**DATA EXTRACT**:
***
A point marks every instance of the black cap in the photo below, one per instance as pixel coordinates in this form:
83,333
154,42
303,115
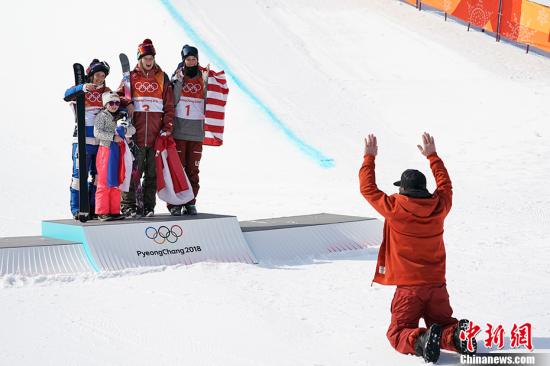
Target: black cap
413,184
189,51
***
**GOAL OF THE EXERCISE**:
Each line of the data needs to be output exactly, with any image excluded.

**RESULT BELOW**:
A point marks every instance of the black cap in the photo below, one per instance as pixel coordinates in this form:
83,333
154,42
303,115
Target: black cap
413,184
189,51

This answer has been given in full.